TEXTE FOURNI:
►
Nietzsche débusque les nihilismes, même chez les écologistes

Si le nihilisme selon Nietzsche, c’est nier l’importance des valeurs les plus hautes – les valeurs aristocratiques –, c’est aussi nier la valeur de « ce qui est ». Or, ce qui est, c’est la terre, c’est la nature. De là une présentation par certains d’un Nietzsche penseur de l’écologie, voire pionnier de l’écologie. C’est en fait, comme toujours, plus complexe que cela. C’est en même temps infiniment plus clair que toute réduction de Nietzsche à des mots d’ordre simplistes.

Nietzsche est un perspectiviste. Il faut – c’est le cas de le dire – ne pas perdre cela de vue. Il ne s’intéresse donc pas à la nature en soi. Il n’a pas la naïveté que nous pouvons penser la nature indépendamment du fait que la nature est, précisément, pensée par des humains pensants. « Que la montagne est belle », chante Jean Ferrat. Bien sûr. Elle est belle du point de vue de l’homme. Du point de vue de la nature, la montagne est. Et c’est tout. On ne peut rien en dire d’autre. « Cela est », disait Hegel.

Ce qui intéresse Nietzsche dans la nature, c’est d’abord sa diversité. C’est qu’elle permet à l’homme de se confronter et de s’impliquer dans différents climats, c’est-à-dire dans différentes modalités de paysages, de conditions de vie, de chaleur et de froid, d’humidité et de sécheresse, etc. Ce qui intéresse Nietzsche, c’est que la nature, c’est la vie. Elle n’est pas statique, elle se renouvelle continuellement. En ce sens, elle est à l’image de l’homme tel que le voit Nietzsche. Et c’est en fait l’homme qui est à l’image de la nature, si nous acceptons un moment de décentrer notre regard.

Enfin, ce que Nietzsche peut nous aider à comprendre, c’est que le nihilisme peut résider aussi dans notre rapport vicié à la nature. Ce rapport peut être perverti de plusieurs manières. Une de celles-ci peut être l’arraisonnement du monde. La nature est à exploiter sans respect et sans limites. C’est ce que dénoncent Günther Anders et Martin Heidegger. Le nihilisme peut résider aussi dans une vision catastrophiste des problèmes écologiques. « L’humanité disparaîtra. Bon débarras ! » proclame Yves Paccalet en 2007 (même s’il ne faut pas être dupe de la part de provocation de l’auteur face au spectacle bien réel du saccage de la terre). Cela amène aux positions considérant que l’homme est la cause de tous les problèmes, et qu’il faut donc cesser de nous reproduire, et surtout en Europe. Objectif : au minimum, laisser plus de place et plus de ressources pour les peuples les moins « développés », au maximum, disparaître tous ensemble.
◄
VOTRE OBJECTIF:
Recopiez le texte sur Nietzsche et l'écologie en commençant par « Ce qui intéresse Nietzsche dans » et en continuant jusqu'à « décentrer notre regard. ». Substituez « variété » à « diversité ».

EXTRAIT DES DONNÉES:
►
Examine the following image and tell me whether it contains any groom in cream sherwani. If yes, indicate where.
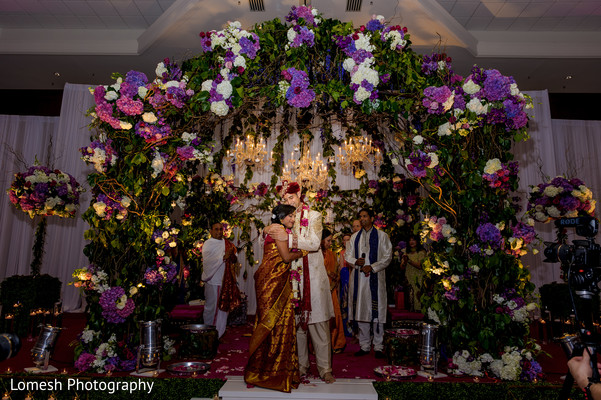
[278,182,336,383]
◄
RÉPONSE PROPOSÉE:
Ce qui intéresse Nietzsche dans la nature, c’est d’abord sa variété. C’est qu’elle permet à l’homme de se confronter et de s’impliquer dans différents climats, c’est-à-dire dans différentes modalités de paysages, de conditions de vie, de chaleur et de froid, d’humidité et de sécheresse, etc. Ce qui intéresse Nietzsche, c’est que la nature, c’est la vie. Elle n’est pas statique, elle se renouvelle continuellement. En ce sens, elle est à l’image de l’homme tel que le voit Nietzsche. Et c’est en fait l’homme qui est à l’image de la nature, si nous acceptons un moment de décentrer notre regard.